**Exercise objective:**
Scan the records for the string "kangaroo", then copy each line that has it.

Stored records:
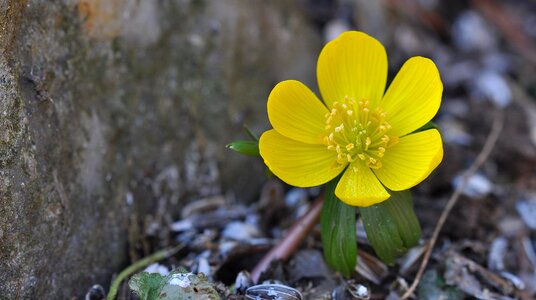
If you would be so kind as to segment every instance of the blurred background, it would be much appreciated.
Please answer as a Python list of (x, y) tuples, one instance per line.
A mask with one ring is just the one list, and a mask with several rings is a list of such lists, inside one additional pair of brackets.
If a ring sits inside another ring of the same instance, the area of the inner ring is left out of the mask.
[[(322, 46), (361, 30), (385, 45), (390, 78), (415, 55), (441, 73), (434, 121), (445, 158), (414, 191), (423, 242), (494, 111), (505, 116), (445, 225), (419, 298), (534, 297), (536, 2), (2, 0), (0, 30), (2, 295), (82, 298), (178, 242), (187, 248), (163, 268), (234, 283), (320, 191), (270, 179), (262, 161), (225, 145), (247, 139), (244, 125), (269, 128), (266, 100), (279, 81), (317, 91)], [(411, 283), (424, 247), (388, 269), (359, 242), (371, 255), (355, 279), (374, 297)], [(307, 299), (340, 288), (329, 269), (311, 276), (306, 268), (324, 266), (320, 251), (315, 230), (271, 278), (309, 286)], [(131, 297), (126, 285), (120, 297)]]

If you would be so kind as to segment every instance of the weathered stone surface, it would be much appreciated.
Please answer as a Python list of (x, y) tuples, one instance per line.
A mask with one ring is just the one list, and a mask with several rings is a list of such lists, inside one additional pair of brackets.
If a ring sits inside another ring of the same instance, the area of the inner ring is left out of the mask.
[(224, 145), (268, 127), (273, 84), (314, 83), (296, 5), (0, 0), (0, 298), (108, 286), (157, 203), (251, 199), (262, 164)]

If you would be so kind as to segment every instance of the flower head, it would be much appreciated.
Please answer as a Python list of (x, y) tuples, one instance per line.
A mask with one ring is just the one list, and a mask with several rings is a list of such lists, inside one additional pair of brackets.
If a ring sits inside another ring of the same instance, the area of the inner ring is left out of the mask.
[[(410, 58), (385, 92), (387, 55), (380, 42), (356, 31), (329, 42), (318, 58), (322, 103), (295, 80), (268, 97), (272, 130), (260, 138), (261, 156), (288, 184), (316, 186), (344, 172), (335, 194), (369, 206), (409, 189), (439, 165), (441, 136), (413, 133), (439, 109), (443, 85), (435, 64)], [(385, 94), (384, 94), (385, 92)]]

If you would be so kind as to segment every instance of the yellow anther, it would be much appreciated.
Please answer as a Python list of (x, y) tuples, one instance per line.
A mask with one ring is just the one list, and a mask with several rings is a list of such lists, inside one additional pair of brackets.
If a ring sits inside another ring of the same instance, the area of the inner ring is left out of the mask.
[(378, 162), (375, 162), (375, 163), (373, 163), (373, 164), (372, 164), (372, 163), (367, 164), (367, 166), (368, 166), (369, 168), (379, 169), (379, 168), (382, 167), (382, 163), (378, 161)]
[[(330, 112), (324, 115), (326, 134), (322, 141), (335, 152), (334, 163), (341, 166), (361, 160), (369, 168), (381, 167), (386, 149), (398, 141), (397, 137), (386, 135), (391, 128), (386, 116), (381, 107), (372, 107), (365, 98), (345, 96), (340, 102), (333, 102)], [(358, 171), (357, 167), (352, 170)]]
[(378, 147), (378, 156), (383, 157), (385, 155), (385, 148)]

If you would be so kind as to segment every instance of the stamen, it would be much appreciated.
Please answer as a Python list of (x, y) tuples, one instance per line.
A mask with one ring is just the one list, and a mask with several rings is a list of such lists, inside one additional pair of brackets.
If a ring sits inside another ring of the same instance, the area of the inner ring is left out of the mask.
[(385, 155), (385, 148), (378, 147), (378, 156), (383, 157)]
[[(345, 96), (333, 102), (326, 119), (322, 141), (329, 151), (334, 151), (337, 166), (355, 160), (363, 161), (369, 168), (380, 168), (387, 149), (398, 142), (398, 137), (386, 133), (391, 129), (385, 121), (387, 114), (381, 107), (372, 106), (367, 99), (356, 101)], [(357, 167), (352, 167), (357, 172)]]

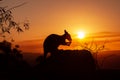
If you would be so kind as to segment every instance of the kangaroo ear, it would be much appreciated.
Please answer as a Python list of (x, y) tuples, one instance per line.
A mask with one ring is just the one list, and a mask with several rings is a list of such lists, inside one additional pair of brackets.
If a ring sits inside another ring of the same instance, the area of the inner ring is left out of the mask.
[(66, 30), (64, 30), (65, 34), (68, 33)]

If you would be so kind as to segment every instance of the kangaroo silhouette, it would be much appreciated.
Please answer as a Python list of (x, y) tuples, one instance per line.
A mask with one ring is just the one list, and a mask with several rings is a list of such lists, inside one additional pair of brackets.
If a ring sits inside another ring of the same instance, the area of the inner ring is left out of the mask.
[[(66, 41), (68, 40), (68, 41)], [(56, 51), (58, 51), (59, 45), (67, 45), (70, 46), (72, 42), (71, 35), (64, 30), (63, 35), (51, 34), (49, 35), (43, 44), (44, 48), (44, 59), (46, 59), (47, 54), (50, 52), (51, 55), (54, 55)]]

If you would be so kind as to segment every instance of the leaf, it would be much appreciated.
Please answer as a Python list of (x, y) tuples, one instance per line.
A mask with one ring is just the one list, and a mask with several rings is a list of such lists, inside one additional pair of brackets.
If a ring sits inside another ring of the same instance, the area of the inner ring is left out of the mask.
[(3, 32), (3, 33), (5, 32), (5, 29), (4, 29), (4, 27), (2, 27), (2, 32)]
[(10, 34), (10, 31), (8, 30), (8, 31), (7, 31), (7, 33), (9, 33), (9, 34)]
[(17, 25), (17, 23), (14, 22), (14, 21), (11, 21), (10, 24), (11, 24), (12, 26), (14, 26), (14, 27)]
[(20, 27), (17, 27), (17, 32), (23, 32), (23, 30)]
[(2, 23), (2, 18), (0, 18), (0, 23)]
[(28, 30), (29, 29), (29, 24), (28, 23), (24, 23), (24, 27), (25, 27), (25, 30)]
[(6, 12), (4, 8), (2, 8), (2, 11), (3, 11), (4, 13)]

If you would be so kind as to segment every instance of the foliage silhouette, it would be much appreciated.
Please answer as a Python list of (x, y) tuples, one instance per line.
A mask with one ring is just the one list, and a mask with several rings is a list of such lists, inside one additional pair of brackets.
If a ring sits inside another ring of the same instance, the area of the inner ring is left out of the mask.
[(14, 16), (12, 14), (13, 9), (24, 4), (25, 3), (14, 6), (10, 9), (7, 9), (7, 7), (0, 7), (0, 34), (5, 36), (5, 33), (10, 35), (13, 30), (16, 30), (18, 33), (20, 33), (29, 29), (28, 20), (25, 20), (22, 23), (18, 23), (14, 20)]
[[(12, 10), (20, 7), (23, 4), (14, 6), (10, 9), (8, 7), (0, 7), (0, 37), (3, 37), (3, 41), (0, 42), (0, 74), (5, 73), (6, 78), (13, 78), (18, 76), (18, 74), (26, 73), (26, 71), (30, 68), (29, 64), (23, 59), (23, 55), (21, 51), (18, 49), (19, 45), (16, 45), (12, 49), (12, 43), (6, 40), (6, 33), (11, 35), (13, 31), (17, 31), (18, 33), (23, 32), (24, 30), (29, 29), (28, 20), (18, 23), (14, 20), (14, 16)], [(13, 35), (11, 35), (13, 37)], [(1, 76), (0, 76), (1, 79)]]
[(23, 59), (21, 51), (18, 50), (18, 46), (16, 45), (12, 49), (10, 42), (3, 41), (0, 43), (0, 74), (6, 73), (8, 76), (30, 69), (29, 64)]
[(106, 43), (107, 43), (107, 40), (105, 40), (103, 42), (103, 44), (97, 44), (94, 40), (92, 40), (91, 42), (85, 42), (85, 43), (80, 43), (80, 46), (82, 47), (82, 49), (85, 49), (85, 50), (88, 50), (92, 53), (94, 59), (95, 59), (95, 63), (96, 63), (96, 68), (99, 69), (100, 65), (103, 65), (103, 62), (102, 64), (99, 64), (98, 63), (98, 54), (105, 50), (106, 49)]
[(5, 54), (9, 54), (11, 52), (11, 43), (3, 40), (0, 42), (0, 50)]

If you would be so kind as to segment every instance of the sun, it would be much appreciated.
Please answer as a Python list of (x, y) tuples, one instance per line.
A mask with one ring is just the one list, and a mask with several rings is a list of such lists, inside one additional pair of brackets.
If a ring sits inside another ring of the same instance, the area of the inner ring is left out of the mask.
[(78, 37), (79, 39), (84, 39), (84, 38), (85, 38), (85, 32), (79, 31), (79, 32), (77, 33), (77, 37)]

**Answer for this exercise:**
If you would be so kind as to segment every instance of the kangaroo ear, it would be much appreciated.
If you would be so kind as to segment every instance of the kangaroo silhouette, it would be much appreciated.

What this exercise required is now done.